======== Dataset rows

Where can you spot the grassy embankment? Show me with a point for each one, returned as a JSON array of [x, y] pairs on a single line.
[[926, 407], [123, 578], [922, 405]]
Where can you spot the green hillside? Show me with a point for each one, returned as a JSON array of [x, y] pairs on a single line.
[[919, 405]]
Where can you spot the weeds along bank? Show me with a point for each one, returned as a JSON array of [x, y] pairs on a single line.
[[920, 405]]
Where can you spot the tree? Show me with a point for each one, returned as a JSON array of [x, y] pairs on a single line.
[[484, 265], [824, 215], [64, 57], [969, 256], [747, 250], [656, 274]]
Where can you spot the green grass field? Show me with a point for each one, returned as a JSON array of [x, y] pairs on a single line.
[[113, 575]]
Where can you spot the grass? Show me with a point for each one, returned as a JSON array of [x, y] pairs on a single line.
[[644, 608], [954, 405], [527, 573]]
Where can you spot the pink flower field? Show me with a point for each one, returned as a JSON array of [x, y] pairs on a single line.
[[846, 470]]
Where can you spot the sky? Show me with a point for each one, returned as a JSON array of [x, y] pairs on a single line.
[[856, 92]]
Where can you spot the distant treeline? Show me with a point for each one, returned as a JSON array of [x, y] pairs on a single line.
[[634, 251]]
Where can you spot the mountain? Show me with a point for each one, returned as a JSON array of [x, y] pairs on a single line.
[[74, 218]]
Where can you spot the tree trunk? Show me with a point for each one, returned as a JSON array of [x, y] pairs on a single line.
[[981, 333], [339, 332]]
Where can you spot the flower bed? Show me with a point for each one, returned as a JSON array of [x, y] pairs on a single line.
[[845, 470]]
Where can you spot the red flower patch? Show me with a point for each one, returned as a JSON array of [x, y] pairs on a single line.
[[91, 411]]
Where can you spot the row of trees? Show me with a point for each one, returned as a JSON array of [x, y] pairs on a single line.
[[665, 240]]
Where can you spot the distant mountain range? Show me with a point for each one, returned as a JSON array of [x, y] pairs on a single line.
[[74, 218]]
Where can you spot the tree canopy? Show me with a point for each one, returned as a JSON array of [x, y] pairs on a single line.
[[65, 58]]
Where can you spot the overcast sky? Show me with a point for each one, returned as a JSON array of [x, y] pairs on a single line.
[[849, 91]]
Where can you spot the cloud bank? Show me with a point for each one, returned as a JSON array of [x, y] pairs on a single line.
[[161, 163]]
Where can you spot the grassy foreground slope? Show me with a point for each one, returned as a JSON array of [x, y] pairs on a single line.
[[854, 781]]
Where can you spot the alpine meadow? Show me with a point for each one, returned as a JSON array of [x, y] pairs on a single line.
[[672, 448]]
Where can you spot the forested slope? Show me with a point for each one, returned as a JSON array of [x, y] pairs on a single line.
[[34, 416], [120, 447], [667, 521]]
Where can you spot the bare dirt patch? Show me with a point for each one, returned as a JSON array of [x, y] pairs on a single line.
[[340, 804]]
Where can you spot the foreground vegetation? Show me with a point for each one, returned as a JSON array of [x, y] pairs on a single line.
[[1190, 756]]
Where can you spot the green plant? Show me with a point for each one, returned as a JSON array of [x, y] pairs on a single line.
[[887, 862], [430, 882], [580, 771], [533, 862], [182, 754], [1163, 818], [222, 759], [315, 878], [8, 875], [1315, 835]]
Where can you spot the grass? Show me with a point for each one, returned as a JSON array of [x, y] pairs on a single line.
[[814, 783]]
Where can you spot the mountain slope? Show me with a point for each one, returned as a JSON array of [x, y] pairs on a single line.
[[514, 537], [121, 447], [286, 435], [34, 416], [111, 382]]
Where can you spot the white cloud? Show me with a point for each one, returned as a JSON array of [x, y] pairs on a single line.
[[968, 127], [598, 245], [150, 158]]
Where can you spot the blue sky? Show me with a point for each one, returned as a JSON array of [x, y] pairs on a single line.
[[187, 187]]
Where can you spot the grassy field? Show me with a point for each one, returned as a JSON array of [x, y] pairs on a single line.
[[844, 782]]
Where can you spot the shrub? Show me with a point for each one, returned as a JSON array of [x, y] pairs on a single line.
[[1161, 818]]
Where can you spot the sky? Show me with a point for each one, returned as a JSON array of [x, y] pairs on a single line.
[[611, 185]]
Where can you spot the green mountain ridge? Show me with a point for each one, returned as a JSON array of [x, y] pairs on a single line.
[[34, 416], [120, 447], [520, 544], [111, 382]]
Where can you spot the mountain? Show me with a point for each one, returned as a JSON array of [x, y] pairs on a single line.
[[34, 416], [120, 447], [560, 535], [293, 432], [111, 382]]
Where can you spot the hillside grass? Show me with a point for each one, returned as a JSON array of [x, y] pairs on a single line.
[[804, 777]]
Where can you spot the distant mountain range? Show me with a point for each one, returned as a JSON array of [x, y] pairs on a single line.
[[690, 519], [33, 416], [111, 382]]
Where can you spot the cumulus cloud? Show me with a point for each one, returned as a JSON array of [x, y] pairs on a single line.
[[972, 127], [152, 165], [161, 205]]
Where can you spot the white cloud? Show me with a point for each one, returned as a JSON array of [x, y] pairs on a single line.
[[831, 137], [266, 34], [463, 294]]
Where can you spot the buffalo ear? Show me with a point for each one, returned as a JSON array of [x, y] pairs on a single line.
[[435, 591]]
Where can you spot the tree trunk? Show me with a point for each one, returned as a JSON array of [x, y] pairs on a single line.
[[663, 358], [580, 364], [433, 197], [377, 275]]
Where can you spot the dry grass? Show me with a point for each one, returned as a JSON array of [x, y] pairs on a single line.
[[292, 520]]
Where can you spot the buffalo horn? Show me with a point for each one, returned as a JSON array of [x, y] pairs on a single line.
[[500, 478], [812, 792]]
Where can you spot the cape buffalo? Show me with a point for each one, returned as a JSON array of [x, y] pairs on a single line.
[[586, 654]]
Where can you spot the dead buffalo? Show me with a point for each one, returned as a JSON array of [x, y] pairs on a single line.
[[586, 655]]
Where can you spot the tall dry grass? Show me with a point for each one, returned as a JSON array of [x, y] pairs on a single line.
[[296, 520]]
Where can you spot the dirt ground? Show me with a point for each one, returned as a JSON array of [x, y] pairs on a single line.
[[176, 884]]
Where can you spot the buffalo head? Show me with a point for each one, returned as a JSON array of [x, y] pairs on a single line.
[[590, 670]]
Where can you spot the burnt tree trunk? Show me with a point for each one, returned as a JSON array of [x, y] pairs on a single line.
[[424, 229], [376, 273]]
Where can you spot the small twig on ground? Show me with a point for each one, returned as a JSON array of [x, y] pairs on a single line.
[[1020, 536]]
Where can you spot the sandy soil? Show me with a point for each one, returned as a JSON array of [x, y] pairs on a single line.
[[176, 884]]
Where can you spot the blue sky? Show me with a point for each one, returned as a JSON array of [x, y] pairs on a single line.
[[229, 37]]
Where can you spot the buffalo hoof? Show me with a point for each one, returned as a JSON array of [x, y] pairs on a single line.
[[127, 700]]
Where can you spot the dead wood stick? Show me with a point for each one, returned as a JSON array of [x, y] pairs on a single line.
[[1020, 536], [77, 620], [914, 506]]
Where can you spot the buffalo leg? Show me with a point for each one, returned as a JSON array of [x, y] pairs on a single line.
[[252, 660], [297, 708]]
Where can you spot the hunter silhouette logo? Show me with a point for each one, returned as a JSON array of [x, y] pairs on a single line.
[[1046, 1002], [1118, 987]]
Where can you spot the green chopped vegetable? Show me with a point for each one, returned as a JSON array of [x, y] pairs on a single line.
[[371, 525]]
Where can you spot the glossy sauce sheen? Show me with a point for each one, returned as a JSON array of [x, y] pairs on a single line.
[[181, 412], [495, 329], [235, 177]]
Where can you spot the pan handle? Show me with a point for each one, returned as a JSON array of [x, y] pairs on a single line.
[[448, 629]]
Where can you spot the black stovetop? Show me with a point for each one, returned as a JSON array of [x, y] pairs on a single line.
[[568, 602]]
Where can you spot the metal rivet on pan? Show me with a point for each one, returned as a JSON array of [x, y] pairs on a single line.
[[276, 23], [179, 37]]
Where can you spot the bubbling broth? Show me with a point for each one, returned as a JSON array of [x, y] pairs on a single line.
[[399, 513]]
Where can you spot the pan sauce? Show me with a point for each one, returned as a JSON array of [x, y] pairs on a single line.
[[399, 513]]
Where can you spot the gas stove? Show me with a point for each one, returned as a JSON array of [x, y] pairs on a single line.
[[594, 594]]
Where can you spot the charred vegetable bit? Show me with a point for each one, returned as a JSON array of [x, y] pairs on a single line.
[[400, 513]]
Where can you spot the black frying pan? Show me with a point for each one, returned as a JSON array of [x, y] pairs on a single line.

================

Description of the task ▸ Copy out the data above unchanged, from the line with "Where can you spot the grassy field?" up to and including the line with "[[690, 519], [33, 416], [111, 382]]".

Exercise output ▸
Where can you spot the grassy field? Show me with a point for each one, returned as a JSON array of [x, y] pairs on a single line.
[[844, 782]]
Where can you spot the shrub? Show me with a point for each one, returned as a JSON array of [x, y] pairs on a single line.
[[1161, 818]]
Where can you spot the sky? Show me with a point for each one, returned as a JSON array of [x, y] pairs on a single line.
[[611, 185]]
Where can you spot the green mountain ridge? Show me with a point for each one, returned as a JSON array of [x, y] pairs on a single line.
[[34, 416], [120, 447], [520, 544], [111, 382]]
Where can you spot the mountain? Show me with a point for each one, returned as a JSON array of [x, y] pairs on a single line.
[[34, 416], [120, 447], [560, 535], [293, 432], [111, 382]]
Where can you spot the hillside grass? Show me with a point for each one, returned as a JSON array of [x, y] pairs on a single line.
[[804, 777]]
Where can you spot the distant mountain range? Show me with a point for each one, returned as a JSON array of [x, y] pairs on a single line.
[[690, 519], [33, 416], [111, 382]]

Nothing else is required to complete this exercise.